══ Excerpted passage ══

And though all types of exercise contribute to good health, certain types of exercise contribute most to a healthy heart.

“For heart health, the recommendation is moderate intensity activities for 2.5 hours per week,” said Bockelman.

“Moderate exercise activities increase your heart rate and cause you to sweat, but you’re still able to talk,” he said. Hiking, brisk walking, biking on a level surface, water aerobics, etc. are some examples of moderate intensity activities.

And if you plan to engage in higher-intensity activities, the recommended time decreases because they engage your heart more.

“If you ramp up the intensity to something vigorous, such as running, circuit training, biking faster or with hills, or swimming laps, the recommended time decreases to 1.25 hours per week,” said the recruit trainer.

During vigorous activities, your heart rate increases and your ability to talk is limited to a few words between breaths. These higher-intensity activities are cardiovascular strategies that alternate between shorter bursts of intense anaerobic exercise with less intense recovery periods.

═══
══ Given records ══

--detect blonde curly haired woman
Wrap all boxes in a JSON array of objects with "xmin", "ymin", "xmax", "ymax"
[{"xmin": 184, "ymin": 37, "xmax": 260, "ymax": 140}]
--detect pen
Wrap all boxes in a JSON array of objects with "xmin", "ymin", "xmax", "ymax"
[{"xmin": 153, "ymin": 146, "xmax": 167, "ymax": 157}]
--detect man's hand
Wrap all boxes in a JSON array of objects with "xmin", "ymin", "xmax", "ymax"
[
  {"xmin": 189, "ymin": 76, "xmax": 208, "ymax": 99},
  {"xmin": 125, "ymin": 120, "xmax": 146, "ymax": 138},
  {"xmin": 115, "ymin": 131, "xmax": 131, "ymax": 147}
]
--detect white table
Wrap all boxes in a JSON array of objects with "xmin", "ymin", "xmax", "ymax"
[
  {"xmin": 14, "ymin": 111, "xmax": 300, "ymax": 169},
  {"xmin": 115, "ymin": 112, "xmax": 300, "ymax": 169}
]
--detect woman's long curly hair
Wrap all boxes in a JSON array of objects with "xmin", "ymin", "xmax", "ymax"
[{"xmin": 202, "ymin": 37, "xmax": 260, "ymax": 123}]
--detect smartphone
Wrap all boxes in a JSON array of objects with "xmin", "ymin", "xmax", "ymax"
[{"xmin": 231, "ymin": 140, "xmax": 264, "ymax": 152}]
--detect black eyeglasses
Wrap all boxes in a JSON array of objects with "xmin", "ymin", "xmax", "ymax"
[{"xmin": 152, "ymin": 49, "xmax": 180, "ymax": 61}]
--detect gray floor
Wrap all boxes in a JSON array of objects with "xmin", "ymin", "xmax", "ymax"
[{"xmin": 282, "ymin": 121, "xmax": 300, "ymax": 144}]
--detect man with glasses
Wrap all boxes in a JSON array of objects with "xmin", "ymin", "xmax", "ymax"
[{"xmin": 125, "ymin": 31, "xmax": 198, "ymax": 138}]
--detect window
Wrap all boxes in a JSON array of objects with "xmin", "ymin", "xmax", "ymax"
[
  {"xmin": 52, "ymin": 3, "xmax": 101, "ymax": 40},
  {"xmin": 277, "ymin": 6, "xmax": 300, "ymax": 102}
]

═══

* Assigned task A: According to the passage on exercise for heart health, how many hours per week of moderate-intensity activity are recommended for heart health?
* Assigned task B: Retype the stretch of the passage on exercise for heart health from "And though all" through "the recruit trainer.", matching it character for character.
* Assigned task C: Write a continuation of the passage on exercise for heart health, picking up after its final sentence.

* Written reply A: 2.5 hours per week.

* Written reply B:
And though all types of exercise contribute to good health, certain types of exercise contribute most to a healthy heart.

“For heart health, the recommendation is moderate intensity activities for 2.5 hours per week,” said Bockelman.

“Moderate exercise activities increase your heart rate and cause you to sweat, but you’re still able to talk,” he said. Hiking, brisk walking, biking on a level surface, water aerobics, etc. are some examples of moderate intensity activities.

And if you plan to engage in higher-intensity activities, the recommended time decreases because they engage your heart more.

“If you ramp up the intensity to something vigorous, such as running, circuit training, biking faster or with hills, or swimming laps, the recommended time decreases to 1.25 hours per week,” said the recruit trainer.

* Written reply C:
A large group of military personnel wearing face masks, listening to someone speak
Recruits with Lima Company, 3rd Recruit Training Battalion, participate in the Initial Strength Test at Marine Corps Recruit Depot, San Diego, on Feb. 12. To officially begin training, each recruit must successfully pass the test, which is a combination of pull-ups, crunches, and a 1.5-mile run. (U.S. Marine Corps photo by Lance Cpl. Zachary Beatty)

“Research using high-intensity interval training has moved past just providing performance benefits to where it is also providing heart health benefits,” said Bockelman.

Studies show the shorter duration, but more intense workouts result in an increased supply of oxygen to the muscles and improved lung, heart, and metabolic health. They also result in improved exercise tolerance, or how well the heart responds to exercise.

Marine Corps recruits, for example, must pass physical and combat fitness tests and be ready for the rigors of other training events and follow-on training, said Bockelman. “We’ve looked at those physical demands and developed a progressive regimen in balance with total body high-intensity interval training, strength conditioning, mobility, and flexibility.”

The conditioning program is designed to improve their physical performance, but it also provides general health improvement to include heart health. However, there are other aspects to heart health that contribute to overall health for optimum performance.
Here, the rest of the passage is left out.